Extracted records -
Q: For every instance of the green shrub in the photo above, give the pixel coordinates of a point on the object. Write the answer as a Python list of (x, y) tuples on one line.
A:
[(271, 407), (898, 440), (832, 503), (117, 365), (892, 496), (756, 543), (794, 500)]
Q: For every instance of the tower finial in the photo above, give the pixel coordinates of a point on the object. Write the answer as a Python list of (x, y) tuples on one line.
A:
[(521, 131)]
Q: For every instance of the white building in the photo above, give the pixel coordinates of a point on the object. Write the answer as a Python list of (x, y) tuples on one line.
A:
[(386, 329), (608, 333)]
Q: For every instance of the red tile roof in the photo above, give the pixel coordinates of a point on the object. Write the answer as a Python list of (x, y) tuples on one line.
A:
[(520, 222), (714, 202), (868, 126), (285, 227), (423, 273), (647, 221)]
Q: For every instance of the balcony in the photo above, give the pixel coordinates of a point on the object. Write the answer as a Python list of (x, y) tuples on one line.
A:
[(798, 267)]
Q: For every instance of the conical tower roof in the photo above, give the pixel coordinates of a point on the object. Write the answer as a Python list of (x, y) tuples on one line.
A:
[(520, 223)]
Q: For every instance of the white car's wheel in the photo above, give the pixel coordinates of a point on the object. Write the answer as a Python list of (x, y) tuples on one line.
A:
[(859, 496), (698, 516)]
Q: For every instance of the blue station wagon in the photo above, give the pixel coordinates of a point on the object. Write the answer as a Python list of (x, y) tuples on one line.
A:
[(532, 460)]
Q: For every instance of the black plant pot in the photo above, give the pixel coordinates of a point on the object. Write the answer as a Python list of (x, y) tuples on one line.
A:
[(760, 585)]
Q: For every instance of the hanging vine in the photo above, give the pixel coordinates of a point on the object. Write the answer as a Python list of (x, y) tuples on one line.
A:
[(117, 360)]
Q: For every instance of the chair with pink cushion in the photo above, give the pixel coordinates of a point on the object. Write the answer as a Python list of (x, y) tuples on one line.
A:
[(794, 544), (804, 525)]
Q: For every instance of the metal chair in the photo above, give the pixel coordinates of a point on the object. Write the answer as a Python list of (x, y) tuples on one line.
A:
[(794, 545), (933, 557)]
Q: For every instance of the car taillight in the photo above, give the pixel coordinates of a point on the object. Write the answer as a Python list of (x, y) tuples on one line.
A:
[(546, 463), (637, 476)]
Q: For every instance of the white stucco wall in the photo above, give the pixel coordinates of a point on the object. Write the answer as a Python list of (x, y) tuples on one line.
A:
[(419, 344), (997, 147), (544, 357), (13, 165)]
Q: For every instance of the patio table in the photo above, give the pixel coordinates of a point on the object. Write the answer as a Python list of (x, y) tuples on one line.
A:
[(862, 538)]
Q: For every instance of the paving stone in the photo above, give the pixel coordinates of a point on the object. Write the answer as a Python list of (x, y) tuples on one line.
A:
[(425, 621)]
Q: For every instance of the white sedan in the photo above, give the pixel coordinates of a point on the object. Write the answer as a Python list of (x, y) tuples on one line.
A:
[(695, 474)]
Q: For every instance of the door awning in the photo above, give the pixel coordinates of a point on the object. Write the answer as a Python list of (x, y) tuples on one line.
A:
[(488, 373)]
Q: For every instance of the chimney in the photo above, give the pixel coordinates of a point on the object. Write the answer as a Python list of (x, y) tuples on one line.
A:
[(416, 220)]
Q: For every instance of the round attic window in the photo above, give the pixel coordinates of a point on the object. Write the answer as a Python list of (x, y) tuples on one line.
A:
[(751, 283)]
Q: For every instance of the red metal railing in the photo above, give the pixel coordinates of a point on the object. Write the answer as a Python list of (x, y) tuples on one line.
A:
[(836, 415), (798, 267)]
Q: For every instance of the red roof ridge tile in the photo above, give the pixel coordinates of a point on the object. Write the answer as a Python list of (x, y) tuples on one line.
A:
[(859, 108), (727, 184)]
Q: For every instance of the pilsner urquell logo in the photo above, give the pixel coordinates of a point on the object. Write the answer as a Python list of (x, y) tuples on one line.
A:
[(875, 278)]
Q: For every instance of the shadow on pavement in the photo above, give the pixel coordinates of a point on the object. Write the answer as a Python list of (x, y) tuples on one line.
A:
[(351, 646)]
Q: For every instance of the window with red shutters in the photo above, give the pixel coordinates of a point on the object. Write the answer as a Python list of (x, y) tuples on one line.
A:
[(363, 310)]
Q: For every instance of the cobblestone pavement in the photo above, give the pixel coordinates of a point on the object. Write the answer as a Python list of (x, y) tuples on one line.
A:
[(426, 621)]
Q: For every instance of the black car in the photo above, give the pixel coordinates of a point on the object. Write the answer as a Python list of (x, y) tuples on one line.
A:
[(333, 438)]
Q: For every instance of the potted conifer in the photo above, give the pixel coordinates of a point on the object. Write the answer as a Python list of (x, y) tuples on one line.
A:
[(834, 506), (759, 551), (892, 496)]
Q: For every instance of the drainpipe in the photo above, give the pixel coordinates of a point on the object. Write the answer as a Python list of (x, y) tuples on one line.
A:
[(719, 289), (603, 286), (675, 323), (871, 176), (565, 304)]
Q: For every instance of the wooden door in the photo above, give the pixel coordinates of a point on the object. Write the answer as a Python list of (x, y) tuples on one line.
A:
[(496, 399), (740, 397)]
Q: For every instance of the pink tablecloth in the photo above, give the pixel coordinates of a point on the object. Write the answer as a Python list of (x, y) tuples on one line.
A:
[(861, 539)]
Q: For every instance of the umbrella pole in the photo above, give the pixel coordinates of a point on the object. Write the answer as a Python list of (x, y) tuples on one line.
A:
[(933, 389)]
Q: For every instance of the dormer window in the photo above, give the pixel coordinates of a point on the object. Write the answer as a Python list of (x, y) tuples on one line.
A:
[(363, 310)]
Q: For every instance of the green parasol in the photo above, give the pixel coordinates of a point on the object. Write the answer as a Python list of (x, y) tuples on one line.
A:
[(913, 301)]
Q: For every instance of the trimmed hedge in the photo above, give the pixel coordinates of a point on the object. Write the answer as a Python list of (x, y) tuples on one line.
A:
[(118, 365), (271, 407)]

Work request - Look through the entries above. Copy each line in which the string "tile" occurs.

Written response -
Q: For every instance of the red tile roof in the photo above, give the pixel coordinates of a point on the object. Write the answer as a Python list of (x, y) tuples on one line.
Q: For every instance of the red roof ridge tile in the photo above, give the pixel coordinates of a point on the object. Write the answer as a Python list of (x, y) tuples on one line.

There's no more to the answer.